Problem details:
Copy verbatim the portion of the passage on block specification verification that begins at the words "The verification is" and stops after "each block specification.".

Two properties, completeness and disjointness, are used to assess the well-formedness of the structure and variability of the specification. The first one states that for all the well-formed instantiations of the block there exists at least one suitable configuration in the specification. This covers both the fact that, all BlockVariants are used and that no contradictions are present in the set of associated constraints. The second one ensures the unambiguous interpretation of any configuration of a block. Both properties are automatically converted to goals relying on the previously generated predicates.
The verification is performed using the Why3 platform and SMT solvers. In our experiments it was performed in a few seconds for most of the blocks on a common modern laptop. Some block specifications with more variability require more time (with a time factor of up to 100 in our experiments) for fully automated verification. This cost is generally not an issue as this verification must be done only once for each block specification.
Verification of Semantics. If the block’s semantics is specified both axiomatically and operationally, then the consistency of these definitions can be verified. The specification of the three execution phases (in Listing 1.1 the resp. sections are following: initialization lines 32–34, computation lines 35–37 and update lines 38–43) are translated to distinct WhyML functions. The body of each function is a direct translation of the respective semantic function of the block in this mode. This function is given a contract consisting of the pre/post conditions specified in the axiomatic semantics and an additional pre-condition computed based on the structural properties that hold in this particular mode.

Stored data:
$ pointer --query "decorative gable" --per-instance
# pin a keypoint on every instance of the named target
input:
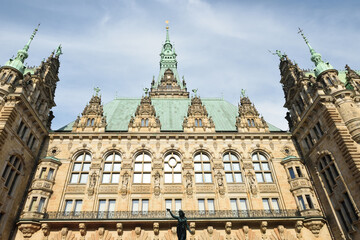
(145, 119)
(92, 119)
(197, 119)
(248, 119)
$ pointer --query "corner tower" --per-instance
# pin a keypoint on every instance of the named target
(168, 84)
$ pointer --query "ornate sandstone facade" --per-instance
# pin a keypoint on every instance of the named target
(112, 173)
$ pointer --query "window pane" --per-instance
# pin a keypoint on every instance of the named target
(146, 177)
(211, 205)
(102, 205)
(137, 177)
(243, 204)
(145, 206)
(265, 166)
(259, 177)
(266, 204)
(268, 177)
(198, 177)
(86, 167)
(229, 177)
(147, 167)
(111, 207)
(201, 203)
(68, 205)
(108, 167)
(207, 167)
(238, 177)
(77, 167)
(207, 177)
(138, 167)
(227, 166)
(106, 178)
(177, 204)
(236, 166)
(197, 167)
(117, 167)
(83, 178)
(257, 166)
(168, 177)
(275, 204)
(115, 178)
(177, 177)
(74, 178)
(233, 204)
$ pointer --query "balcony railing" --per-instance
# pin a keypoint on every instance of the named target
(141, 215)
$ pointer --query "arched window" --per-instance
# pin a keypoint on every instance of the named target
(142, 168)
(9, 78)
(232, 168)
(172, 168)
(262, 168)
(112, 167)
(328, 172)
(202, 168)
(12, 172)
(81, 168)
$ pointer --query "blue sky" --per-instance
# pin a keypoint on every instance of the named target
(222, 46)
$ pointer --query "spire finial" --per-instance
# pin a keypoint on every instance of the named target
(26, 47)
(97, 90)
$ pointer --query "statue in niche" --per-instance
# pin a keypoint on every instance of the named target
(182, 224)
(252, 183)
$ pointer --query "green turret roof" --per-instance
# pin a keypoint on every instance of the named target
(320, 65)
(18, 62)
(171, 113)
(168, 60)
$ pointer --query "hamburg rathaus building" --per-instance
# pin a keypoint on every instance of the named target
(113, 172)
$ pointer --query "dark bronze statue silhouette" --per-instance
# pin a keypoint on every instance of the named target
(182, 224)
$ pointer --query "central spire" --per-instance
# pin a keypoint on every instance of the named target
(168, 84)
(320, 65)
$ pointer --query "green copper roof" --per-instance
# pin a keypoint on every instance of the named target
(168, 60)
(320, 65)
(171, 113)
(18, 62)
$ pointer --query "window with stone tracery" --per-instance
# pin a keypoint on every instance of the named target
(12, 172)
(262, 168)
(232, 168)
(142, 168)
(81, 168)
(172, 168)
(112, 167)
(202, 168)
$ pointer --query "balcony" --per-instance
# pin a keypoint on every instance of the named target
(163, 215)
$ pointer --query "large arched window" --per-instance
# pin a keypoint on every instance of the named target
(12, 172)
(112, 167)
(172, 168)
(81, 168)
(202, 168)
(142, 168)
(232, 168)
(262, 168)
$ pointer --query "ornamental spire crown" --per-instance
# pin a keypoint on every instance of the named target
(320, 65)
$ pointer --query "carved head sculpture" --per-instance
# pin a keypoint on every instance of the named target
(228, 226)
(181, 213)
(82, 229)
(263, 227)
(138, 231)
(119, 229)
(45, 228)
(156, 228)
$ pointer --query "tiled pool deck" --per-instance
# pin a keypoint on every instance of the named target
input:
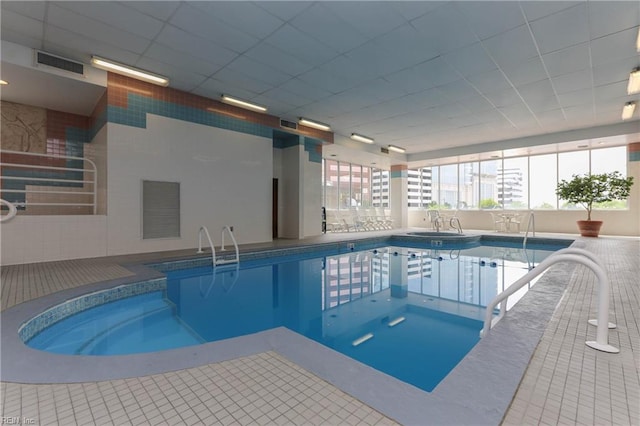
(565, 381)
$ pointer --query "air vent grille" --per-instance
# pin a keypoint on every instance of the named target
(288, 124)
(59, 63)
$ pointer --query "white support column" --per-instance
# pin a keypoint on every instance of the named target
(399, 188)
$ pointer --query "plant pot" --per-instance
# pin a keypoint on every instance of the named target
(589, 228)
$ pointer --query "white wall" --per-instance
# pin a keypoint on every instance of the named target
(311, 196)
(289, 195)
(29, 239)
(225, 179)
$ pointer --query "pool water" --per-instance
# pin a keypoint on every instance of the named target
(411, 313)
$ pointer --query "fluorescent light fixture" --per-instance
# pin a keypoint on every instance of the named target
(243, 104)
(314, 124)
(361, 340)
(634, 82)
(108, 65)
(396, 148)
(628, 109)
(361, 138)
(396, 321)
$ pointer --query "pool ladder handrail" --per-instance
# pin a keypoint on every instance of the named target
(455, 221)
(203, 229)
(235, 246)
(583, 257)
(215, 262)
(531, 225)
(13, 211)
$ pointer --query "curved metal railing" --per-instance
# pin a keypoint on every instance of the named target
(577, 255)
(13, 211)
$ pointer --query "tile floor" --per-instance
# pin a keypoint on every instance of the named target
(566, 382)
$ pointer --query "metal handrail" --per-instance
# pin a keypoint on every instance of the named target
(569, 254)
(13, 211)
(457, 221)
(91, 169)
(531, 223)
(235, 245)
(203, 229)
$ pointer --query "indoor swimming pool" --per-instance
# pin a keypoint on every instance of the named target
(412, 313)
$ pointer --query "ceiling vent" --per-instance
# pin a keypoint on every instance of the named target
(48, 60)
(288, 124)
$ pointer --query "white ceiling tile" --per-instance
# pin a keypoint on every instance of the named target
(180, 59)
(434, 72)
(248, 17)
(392, 76)
(180, 40)
(371, 19)
(447, 27)
(535, 9)
(611, 91)
(575, 98)
(413, 9)
(32, 9)
(458, 90)
(390, 58)
(283, 97)
(258, 71)
(614, 72)
(569, 60)
(13, 23)
(491, 18)
(304, 89)
(19, 37)
(503, 98)
(539, 96)
(328, 81)
(513, 46)
(351, 72)
(233, 78)
(574, 81)
(278, 59)
(563, 29)
(528, 71)
(322, 24)
(284, 10)
(489, 81)
(95, 30)
(161, 10)
(470, 60)
(119, 16)
(201, 25)
(616, 46)
(64, 43)
(519, 115)
(306, 49)
(608, 17)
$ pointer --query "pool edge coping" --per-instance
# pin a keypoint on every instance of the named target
(408, 407)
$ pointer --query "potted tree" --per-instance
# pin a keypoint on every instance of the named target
(591, 189)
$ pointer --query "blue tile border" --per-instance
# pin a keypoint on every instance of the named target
(82, 303)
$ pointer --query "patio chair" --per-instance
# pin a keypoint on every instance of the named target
(499, 222)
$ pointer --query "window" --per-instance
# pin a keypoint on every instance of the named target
(513, 183)
(160, 209)
(348, 185)
(527, 182)
(489, 181)
(544, 177)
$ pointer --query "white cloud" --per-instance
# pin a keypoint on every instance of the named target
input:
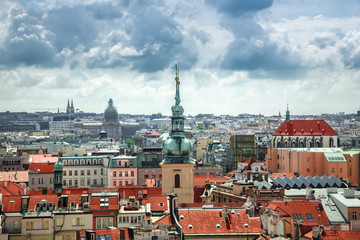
(231, 60)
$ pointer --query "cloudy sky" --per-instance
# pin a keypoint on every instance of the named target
(251, 56)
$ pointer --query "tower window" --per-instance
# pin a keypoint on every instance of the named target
(177, 181)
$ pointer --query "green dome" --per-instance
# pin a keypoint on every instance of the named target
(180, 147)
(58, 166)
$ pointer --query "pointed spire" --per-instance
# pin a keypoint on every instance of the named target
(287, 114)
(68, 107)
(72, 107)
(177, 95)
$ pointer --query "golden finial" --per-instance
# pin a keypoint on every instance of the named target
(177, 75)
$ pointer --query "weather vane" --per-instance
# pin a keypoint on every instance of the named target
(177, 75)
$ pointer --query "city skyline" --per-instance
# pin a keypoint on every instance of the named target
(234, 57)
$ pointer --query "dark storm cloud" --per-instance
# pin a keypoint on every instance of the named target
(153, 34)
(243, 54)
(28, 43)
(238, 8)
(252, 50)
(72, 27)
(106, 10)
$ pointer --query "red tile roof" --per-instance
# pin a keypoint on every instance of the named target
(198, 191)
(199, 180)
(204, 221)
(14, 176)
(114, 233)
(165, 220)
(39, 198)
(305, 127)
(75, 191)
(303, 207)
(11, 188)
(11, 203)
(42, 168)
(113, 204)
(155, 203)
(40, 158)
(125, 192)
(332, 235)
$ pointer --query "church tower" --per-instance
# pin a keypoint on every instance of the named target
(68, 108)
(58, 169)
(177, 167)
(72, 109)
(287, 114)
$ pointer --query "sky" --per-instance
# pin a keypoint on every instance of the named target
(250, 56)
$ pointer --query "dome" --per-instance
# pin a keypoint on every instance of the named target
(180, 147)
(58, 166)
(111, 114)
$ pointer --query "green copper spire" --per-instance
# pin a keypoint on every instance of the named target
(177, 148)
(287, 114)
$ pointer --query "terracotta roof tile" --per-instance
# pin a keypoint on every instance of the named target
(11, 189)
(39, 198)
(236, 223)
(155, 202)
(42, 168)
(11, 203)
(41, 158)
(302, 207)
(199, 180)
(14, 176)
(113, 204)
(305, 127)
(165, 220)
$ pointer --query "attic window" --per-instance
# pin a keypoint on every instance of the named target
(298, 218)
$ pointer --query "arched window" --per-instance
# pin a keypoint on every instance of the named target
(177, 181)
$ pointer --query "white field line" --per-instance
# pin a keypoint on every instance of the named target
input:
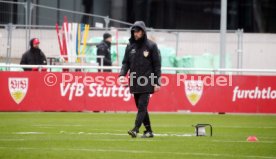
(265, 142)
(140, 152)
(215, 126)
(101, 133)
(32, 133)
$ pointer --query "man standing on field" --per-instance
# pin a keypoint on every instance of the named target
(142, 59)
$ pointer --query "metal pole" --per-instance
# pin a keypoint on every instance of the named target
(28, 18)
(107, 21)
(9, 28)
(240, 48)
(223, 28)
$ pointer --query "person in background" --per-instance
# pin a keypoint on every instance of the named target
(33, 56)
(103, 49)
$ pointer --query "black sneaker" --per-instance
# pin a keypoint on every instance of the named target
(147, 134)
(132, 133)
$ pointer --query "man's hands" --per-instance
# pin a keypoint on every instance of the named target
(156, 88)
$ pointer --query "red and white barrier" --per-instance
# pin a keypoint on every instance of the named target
(44, 91)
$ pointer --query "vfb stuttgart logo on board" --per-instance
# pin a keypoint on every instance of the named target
(193, 90)
(18, 88)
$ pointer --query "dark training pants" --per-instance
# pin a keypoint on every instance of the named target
(142, 101)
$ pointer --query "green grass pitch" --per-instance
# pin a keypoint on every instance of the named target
(41, 135)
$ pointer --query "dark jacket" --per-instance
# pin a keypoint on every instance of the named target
(142, 58)
(34, 56)
(103, 49)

Output of the exercise:
The verification is performed using the Why3 platform and SMT solvers. In our experiments it was performed in a few seconds for most of the blocks on a common modern laptop. Some block specifications with more variability require more time (with a time factor of up to 100 in our experiments) for fully automated verification. This cost is generally not an issue as this verification must be done only once for each block specification.